-------- Entries provided

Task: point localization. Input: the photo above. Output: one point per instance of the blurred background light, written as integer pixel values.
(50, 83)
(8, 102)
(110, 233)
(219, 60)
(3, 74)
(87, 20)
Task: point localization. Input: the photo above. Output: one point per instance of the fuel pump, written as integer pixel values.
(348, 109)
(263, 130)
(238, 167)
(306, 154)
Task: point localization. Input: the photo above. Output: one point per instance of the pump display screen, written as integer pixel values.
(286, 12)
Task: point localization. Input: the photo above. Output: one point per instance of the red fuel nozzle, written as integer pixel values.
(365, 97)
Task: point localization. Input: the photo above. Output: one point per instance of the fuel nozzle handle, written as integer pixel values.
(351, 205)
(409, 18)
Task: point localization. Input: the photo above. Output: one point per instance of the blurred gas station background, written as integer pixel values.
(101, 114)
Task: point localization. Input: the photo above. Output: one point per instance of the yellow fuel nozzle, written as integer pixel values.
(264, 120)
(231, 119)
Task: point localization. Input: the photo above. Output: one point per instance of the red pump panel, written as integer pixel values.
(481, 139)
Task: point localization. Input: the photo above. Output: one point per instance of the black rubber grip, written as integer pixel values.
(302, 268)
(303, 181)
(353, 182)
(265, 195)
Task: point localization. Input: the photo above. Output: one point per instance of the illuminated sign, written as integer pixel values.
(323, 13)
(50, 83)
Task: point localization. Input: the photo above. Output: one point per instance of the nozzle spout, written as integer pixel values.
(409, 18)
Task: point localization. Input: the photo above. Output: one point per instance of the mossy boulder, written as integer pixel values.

----------------

### What is required
Format every line of the rows above as a JSON list of strings, one string per line, skipping blank lines.

### Exercise answer
[
  "Task: point localization. Input: the photo above. Output: one point per instance of the blurred background light, written as integer pixel values.",
  "(50, 83)",
  "(8, 102)",
  "(110, 233)",
  "(219, 60)",
  "(3, 74)",
  "(87, 20)",
  "Task: point localization. Input: the photo above. Output: one point per instance of the fuel pump, written as integer pixel values.",
  "(348, 109)",
  "(263, 130)",
  "(238, 167)",
  "(306, 154)",
  "Task: point localization. Input: the photo above. Output: one point per instance of the pump display screen, written as integer pixel values.",
  "(286, 12)",
  "Task: point localization. Input: the photo above. Output: one point per instance of the red fuel nozzle, written as integer pixel values.",
  "(365, 97)",
  "Task: point localization. Input: the photo above. Output: one point per instance of the fuel nozzle handle, written as integer pixel values.",
  "(351, 205)",
  "(409, 18)",
  "Task: point localization. Input: the photo above. Output: one point per instance of the blurred gas station background, written as integer pixel values.",
  "(101, 114)",
  "Task: point localization. Input: the photo above. Output: one point per instance of the yellow fuel nozzle, written as integer pixel values.",
  "(264, 120)",
  "(231, 119)",
  "Task: point localization. Input: the photo above. Output: one point per instance of the red pump panel, written as integer pixel values.",
  "(481, 139)",
  "Task: point localization. Input: the photo above. Output: one point per instance of the black rubber grip, written as integer pixel values.",
  "(302, 268)",
  "(303, 181)",
  "(353, 182)",
  "(265, 195)",
  "Task: point localization. Input: the photo above. Output: one point per instance of the illuminated sign, written as integer pixel values.",
  "(323, 13)",
  "(50, 83)",
  "Task: point localization. Input: the photo above. Output: one point per instance of the nozzle spout, written as integer pixel values.",
  "(409, 18)",
  "Task: point localization. Input: the photo above. Output: one point per instance of the mossy boulder, written as integer pixel values."
]